## PROBLEM DESCRIPTION
Leave the pictures out and transcribe every record exactly.

Data extracted from a collection:
********************
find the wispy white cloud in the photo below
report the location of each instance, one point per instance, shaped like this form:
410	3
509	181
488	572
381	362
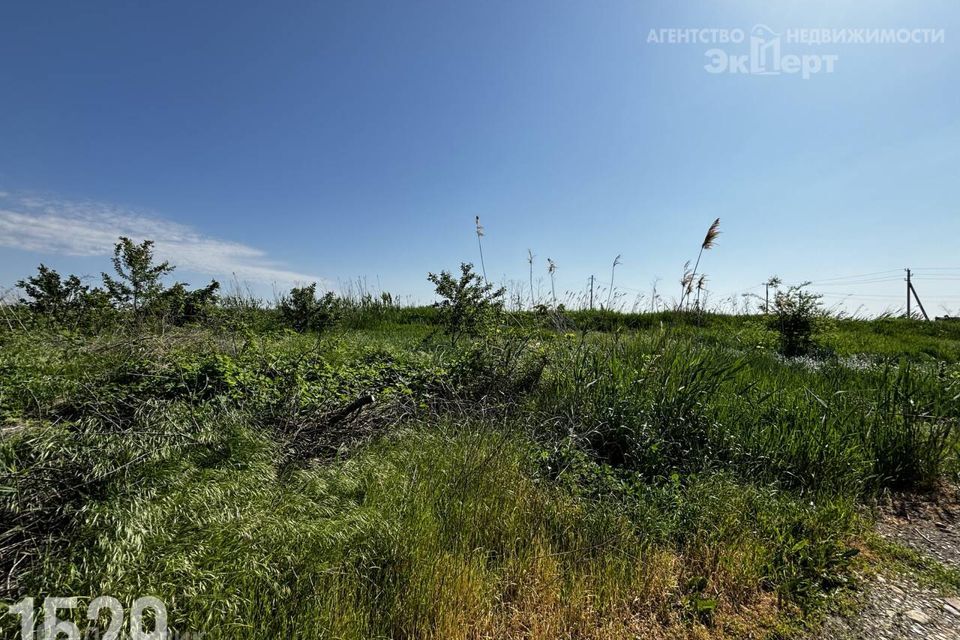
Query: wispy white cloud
82	228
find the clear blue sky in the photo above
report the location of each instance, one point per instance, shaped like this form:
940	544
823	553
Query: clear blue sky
331	140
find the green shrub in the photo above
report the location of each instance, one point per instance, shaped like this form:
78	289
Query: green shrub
468	305
797	316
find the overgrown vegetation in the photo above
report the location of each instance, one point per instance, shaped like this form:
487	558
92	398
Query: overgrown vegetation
346	467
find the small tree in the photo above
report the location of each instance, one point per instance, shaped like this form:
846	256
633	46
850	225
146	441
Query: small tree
468	304
797	315
50	295
138	280
303	311
179	306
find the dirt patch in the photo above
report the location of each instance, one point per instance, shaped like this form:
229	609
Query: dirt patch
892	608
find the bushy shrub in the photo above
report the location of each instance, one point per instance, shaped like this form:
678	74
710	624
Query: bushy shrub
468	304
303	311
797	317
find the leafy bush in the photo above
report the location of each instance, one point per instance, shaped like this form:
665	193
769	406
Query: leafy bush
469	305
303	311
797	315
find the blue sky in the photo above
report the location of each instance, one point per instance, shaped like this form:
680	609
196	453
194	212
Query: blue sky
295	141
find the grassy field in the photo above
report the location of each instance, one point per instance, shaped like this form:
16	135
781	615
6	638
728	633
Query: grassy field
563	475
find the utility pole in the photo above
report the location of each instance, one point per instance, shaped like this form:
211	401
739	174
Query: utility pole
909	286
913	291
********************
## ANSWER AREA
find the wispy white cloud in the photo below
report the location of each instance, one point per instance, shaped like this form:
410	3
509	181
488	572
381	362
Query: wispy white cloud
82	228
find the clear blue sky in the photo above
report the location of each instance, one point per instance, shaped like this form:
940	544
823	553
Query: clear blue sky
331	140
find the green shrub in the photo above
report the location of each instance, one point per instance, shaped like this form:
78	289
Query: green shrub
468	305
797	316
find the overgrown vegetation in the photo above
report the location of each instance, one point per instance, shaped like this form:
487	558
92	398
Query: overgrown vegetation
346	467
find the small tree in the photo above
report the location of each instance, one point per instance, shaped like this form:
846	256
633	46
850	225
146	441
Query: small tree
468	304
797	315
50	295
138	280
303	311
179	306
find the dirt patch in the photo above
report the location of each instance, one point per instance, shaped like this form:
229	609
Query: dirt patch
892	608
find the bushy shrub in the photo above
report the location of each instance, one point per instance, shaped like this form:
678	74
710	624
Query: bushy shrub
468	304
303	311
797	317
find the leafy bush in the photo above
report the location of each instance, one point per instance, shaped like this form:
665	193
769	406
Query: leafy bush
469	305
303	311
797	315
find the blue sky in the photo above
report the location of each instance, one point per instance, shaped like this form:
680	609
196	453
194	212
Query: blue sky
295	141
find the grassy field in the photo above
report the location of each instance, one point per instance, shaped like this form:
16	135
781	615
6	638
728	633
Query: grassy field
563	475
find the utility pole in the photo above
report the location of each instance, one point per instance, shaped like this form:
211	401
739	174
Query: utility pole
909	286
913	291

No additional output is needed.